#### Excerpt to read
┄┄┄┄┄┄┄┄┄┄

Wells Fargo has been the worst-performing big bank of 2019. Here's why that could change.

As 2019 comes to a close, it’s turning into a very unremarkable year for Wells Fargo  (WFC) - Get Wells Fargo & Company Report.

The bank is on track to end the calendar year as the worst performer of the big banks by a long shot, up just 16.8% on a price basis since the calendar flipped to January. For comparison, Wells Fargo's average peer has seen its share price rocket a whopping 44.6% over that exact same stretch.

And there’s added pressure on Wells Fargo this week. Wells Fargo on Wednesday was one of the big banks whose “living wills” the Federal Reserve and Federal Deposit Insurance Corp. found had shortcomings. On Thursday, shares of Wells Fargo were downgraded to sell by Dick Bove at Odeon Capital. Bove cited Wells Fargo's “directionless” business in the face of more aggressive rivals as a reason for the cut.

┄┄┄┄┄┄┄┄┄┄

#### Data
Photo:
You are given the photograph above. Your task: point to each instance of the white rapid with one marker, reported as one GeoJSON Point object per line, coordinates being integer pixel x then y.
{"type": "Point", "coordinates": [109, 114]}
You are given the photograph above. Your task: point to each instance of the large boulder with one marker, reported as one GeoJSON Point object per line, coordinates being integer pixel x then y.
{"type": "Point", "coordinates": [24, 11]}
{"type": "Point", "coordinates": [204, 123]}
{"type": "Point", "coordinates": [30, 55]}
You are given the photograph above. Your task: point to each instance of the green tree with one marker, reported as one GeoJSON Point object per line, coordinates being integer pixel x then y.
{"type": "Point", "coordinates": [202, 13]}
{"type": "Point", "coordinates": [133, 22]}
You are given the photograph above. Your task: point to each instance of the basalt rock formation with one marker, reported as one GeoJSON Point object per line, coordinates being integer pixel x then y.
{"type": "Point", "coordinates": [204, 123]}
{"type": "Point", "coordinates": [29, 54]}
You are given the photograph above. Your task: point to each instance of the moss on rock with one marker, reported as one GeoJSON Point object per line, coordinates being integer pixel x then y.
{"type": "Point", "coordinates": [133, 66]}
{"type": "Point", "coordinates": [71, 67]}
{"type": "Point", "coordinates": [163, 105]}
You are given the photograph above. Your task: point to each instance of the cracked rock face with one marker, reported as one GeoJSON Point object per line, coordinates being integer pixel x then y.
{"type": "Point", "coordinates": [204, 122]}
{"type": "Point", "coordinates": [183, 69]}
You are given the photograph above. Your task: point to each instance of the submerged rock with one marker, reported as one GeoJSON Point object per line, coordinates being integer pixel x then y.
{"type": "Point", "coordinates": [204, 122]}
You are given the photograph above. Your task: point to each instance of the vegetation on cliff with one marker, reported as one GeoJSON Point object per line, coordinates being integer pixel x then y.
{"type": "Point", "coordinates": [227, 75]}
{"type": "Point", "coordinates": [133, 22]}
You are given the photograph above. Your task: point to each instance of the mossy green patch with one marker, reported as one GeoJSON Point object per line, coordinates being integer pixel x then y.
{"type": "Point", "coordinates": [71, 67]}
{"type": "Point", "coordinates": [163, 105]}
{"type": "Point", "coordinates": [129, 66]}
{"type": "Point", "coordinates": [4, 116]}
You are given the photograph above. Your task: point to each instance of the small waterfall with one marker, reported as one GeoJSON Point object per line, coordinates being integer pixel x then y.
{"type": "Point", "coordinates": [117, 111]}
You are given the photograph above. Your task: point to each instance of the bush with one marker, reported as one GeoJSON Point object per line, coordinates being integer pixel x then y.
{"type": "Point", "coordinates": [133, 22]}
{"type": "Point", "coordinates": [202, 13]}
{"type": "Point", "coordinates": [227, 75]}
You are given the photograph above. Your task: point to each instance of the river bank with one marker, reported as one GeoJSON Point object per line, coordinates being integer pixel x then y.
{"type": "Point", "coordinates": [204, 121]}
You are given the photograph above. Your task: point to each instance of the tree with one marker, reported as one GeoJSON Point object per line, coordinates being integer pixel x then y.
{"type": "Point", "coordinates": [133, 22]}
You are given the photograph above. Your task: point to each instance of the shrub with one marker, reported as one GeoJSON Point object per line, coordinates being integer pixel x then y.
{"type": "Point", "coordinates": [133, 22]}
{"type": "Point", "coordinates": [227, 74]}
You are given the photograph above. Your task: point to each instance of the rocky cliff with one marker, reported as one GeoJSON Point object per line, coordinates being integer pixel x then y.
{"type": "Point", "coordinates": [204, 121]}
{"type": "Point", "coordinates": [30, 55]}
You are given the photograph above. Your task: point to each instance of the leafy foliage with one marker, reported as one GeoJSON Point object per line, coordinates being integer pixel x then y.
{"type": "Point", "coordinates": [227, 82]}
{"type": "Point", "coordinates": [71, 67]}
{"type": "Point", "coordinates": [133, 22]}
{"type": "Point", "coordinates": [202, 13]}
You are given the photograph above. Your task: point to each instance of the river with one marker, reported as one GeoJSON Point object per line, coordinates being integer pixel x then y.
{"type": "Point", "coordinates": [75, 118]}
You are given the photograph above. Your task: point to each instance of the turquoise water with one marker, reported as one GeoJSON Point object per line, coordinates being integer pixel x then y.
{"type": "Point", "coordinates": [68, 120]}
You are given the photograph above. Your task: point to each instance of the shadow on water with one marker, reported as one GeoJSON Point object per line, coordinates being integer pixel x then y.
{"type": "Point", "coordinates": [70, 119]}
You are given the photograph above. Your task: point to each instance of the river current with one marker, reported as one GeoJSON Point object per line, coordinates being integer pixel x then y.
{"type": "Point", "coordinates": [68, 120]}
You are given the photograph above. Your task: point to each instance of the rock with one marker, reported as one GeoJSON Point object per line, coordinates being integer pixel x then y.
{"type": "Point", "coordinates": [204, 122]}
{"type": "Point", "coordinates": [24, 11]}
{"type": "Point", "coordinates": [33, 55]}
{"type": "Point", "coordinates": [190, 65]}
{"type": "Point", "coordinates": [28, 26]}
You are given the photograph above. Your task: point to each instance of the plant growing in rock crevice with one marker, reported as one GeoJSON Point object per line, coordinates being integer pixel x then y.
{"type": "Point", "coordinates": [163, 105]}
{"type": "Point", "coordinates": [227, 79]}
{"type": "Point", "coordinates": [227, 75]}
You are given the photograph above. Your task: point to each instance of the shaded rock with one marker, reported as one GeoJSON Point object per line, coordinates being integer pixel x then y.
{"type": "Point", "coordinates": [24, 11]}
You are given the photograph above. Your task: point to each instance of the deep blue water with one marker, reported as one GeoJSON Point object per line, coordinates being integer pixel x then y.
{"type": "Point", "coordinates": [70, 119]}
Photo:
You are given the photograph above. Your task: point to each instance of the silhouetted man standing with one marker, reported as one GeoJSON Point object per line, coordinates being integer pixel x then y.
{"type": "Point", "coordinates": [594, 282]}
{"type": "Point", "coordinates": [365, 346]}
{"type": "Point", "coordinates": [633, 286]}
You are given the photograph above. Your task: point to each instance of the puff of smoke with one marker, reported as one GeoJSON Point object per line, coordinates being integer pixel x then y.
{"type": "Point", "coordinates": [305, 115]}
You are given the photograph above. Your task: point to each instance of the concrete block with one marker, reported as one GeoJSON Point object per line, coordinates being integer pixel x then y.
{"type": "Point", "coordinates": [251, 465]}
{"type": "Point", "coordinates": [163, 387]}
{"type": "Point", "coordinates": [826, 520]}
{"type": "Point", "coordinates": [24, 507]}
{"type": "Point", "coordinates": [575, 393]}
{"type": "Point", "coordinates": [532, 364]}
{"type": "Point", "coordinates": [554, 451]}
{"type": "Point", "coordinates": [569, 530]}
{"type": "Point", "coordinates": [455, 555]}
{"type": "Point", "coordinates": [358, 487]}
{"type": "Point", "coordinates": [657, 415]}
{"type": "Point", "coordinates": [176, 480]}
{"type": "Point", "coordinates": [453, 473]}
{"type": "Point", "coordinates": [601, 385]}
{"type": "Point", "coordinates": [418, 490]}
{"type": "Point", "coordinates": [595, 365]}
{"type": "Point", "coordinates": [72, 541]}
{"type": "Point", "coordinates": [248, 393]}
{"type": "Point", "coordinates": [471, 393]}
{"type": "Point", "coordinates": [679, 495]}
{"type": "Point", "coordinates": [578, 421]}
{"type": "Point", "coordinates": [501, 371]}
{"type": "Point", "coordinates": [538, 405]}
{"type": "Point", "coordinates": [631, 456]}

┄┄┄┄┄┄┄┄┄┄

#### Exercise task
Copy everything in the Wells Fargo article from "Wells Fargo has" down to "Fargo & Company Report.", word for word. The material has no role in this work.

#### Finished answer
Wells Fargo has been the worst-performing big bank of 2019. Here's why that could change.

As 2019 comes to a close, it’s turning into a very unremarkable year for Wells Fargo  (WFC) - Get Wells Fargo & Company Report.